■ Activity: Your task is to repeat the data exactly, every line of it.

--- Exercise data Enclosed Below ---

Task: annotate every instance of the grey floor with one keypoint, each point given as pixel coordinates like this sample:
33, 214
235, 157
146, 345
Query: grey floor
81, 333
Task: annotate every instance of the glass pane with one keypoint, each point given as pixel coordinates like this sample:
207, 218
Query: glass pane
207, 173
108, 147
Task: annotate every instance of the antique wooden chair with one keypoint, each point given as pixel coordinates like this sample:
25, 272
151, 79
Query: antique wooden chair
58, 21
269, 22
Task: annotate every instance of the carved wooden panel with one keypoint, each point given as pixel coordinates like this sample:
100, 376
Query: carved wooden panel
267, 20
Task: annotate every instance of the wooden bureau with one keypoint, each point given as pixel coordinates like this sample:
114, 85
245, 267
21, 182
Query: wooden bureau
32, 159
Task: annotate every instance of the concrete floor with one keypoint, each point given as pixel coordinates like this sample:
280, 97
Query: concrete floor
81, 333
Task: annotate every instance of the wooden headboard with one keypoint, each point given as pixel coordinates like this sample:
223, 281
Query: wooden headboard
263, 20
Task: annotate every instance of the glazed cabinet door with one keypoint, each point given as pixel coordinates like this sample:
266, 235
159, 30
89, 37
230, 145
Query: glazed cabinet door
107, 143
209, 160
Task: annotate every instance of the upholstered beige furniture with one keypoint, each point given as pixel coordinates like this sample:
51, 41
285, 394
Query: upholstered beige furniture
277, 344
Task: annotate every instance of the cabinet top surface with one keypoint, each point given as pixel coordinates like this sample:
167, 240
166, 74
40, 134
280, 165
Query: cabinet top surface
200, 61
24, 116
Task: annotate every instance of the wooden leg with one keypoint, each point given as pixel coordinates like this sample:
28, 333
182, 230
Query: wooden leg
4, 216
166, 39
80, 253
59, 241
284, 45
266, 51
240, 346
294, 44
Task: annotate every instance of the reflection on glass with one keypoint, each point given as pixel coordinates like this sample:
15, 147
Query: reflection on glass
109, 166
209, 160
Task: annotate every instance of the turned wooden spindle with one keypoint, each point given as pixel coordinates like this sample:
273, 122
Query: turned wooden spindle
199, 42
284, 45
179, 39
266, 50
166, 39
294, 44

--- End of Enclosed Exercise data ---

■ Reply to the task:
Task: annotate every instance of the grey floor with one keypoint, each point given as pixel coordinates like this sample:
33, 214
235, 157
146, 345
Query: grey floor
81, 333
Task: annotate every instance of the glass pane with one keypoint, each point given as pixel coordinates like this sample:
207, 218
Query: glass pane
207, 173
108, 147
Task: annotate every instance of the antique wooden chair with one keypoint, each point given as pixel coordinates like this sample:
25, 272
151, 79
Query: antique wooden chair
58, 21
269, 22
Task: annotate every instance of the carved wooden panel with one keypoint, each point given as pixel coordinates like this sample:
100, 376
Query: carved wooden panel
267, 20
Task: annotate every instance of the wooden bureau with one keypoint, each point given as pixel coordinates like this sample:
114, 85
245, 267
21, 182
Query: wooden bureau
32, 159
Task: annotate every instance of the concrete floor with one keypoint, each point given as pixel coordinates like this sample:
280, 97
Query: concrete floor
81, 333
Task: annotate every instance of the wooden headboard with one keypoint, each point given as pixel coordinates like this sample:
223, 281
Query: wooden headboard
263, 20
Task: annotate every instance of the glazed cabinet door with one keypoint, each point given as pixel coordinates like this sample:
266, 235
159, 30
89, 37
230, 145
Query: glazed cabinet door
107, 143
209, 160
Task: annotate every instance of the upholstered beige furniture with one keypoint, each point given as pixel coordinates like this sample:
51, 41
285, 394
Query: upholstered beige furniture
277, 344
Task: annotate every instance of the cabinet top surface with one keypoint, each point given as pixel coordinates like this sample:
167, 240
166, 74
40, 134
280, 165
Query: cabinet top surface
200, 61
24, 116
Task: annotate every instance of the wooden leg with one keypoint, each point given as pixel coordinates like this sample:
28, 333
182, 230
Query: wooden leg
4, 216
166, 39
80, 253
59, 241
284, 45
266, 51
240, 346
294, 44
Task: annotate every instance of the reflection on glass with one keypoint, each point given as pixel coordinates like this sample:
15, 147
Query: reflection on glass
109, 166
209, 160
Task: annotate every instance of the turned wooden spindle with one keypoint, each point given as pixel coordinates like this sample:
273, 122
Query: turned wooden spindle
199, 42
284, 45
179, 39
266, 50
166, 39
294, 44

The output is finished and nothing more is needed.